- **READING PASSAGE**:
━━━━━━
When the vibration directions line up with each other the beam is said to be polarized. This situation gives the beam some unique properties which we will examine after seeing how to create polarization. First we must look at some other properties of light.

In 1621 Willobrord Snell the Dutch astronomer observed the difference in paths between an incident and refracted ray and determined that n_i sin i = n_r, sin r when n_i and n_r represent the indices of refraction of the two media and α_i and α_r are the angles of incidence and refraction that the ray makes with the normal to the boundary. The path of the light ray is bent toward the normal when the ray enters a substance with an index of refraction higher than the one from which it emerges. This is another way of saying as in Chapter I that the ray enters a higher density space from a lower density space. The converse is that when the path of the ray is from a higher index to a lower index the ray is bent away from the normal.

The refractive index of a substance is the ratio of the speed of light in a vacuum to the speed of light in the substance. This index will vary with the wavelength (or color) of the light. The spreading of a mixture of wavelengths producing a spectrum is called dispersion. This of course is the reason for the color fringes produced in early microscopes before Hall conceived the concept of the achromatic lens. Later lenses corrected both for chromatic aberration and spherical aberration were called apochromatic.

When light is reflected from a surface the angle of incidence (i) equals the angle of reflection (1) however at a certain angle (the polarizing angle) the reflected light becomes almost completely polarized. Sir David Brewster in 1799 began investigating this phenomenon and determined a simple relationship between the polarizing angle and the refractive index of the reflective substance.

By 1812 Brewster observed that the incident ray gives rise to two partially polarized rays. The reflected ray whose vibrations are perpendicular to the plane of incidence and the refracted ray whose vibrations are mainly within the plane of incidence. He reported that these two rays obtained their maximum degree of polarization when the angle of incidence and the angle of refraction were complimentary, that is when: cosi = sinr. This is one way of producing polarized light by reflection. There are several other ways that we will now look at.

In 1669 a Danish scientist Erasmus Bartholin discovered that a ray of unpolarized light incident on a plate of the mineral calcite is split into two rays. One ray called the ordinary ray is in the plane containing the incident ray and the normal to the surface. When the angle of incidence is varied this ray obeys Snell’s law. The other ray called the extraordinary ray is usually not coplanar with the incident ray and the normal and for it the ratio of sines (Snell’s law) is not constant.

The fact that Snell’s law is not obeyed in certain directions implies that the velocity of light in such a medium depends on the direction of travel in it. The two rays are polarized in mutually perpendicular planes. This medium is called anisotropic and will be discussed later along with other properties of crystals. A medium that does not exhibit double refraction is called isotropic and is typically a glass or a very high symmetry crystal.

William Nicol made use of the polarizing properties of calcite to construct a prism that transmits a single beam of plane polarized light. This prism is made by cutting a calcite crystal in a suitable plane relative to the crystal axis and cementing the two parts together with Canada balsam. The critical angle for total reflection is less for the ordinary ray than for the extra ordinary ray. The crystal is cut at such an angle that for a cone of incident rays of about 24° the ordinary ray is totally reflected and the extraordinary ray is transmitted.
━━━━━━
- **DATA PROVIDED**:

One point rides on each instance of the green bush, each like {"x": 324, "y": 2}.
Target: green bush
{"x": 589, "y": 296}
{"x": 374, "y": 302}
━━━━━━
- **WHAT TO WORK ON**:
Summarize the passage on polarized light in two sentences.

- **TASK RESPONSE**:
A beam is polarized when its vibration directions line up, and one way to produce this is reflection: at the polarizing angle, which Brewster related to the refractive index of the reflecting substance, the reflected light becomes almost completely polarized. Another way is double refraction in calcite, which splits a ray into an ordinary ray that obeys Snell's law and an extraordinary ray that does not, polarized in mutually perpendicular planes; Nicol's prism uses this by totally reflecting the ordinary ray and transmitting the extraordinary ray as a single beam of plane polarized light.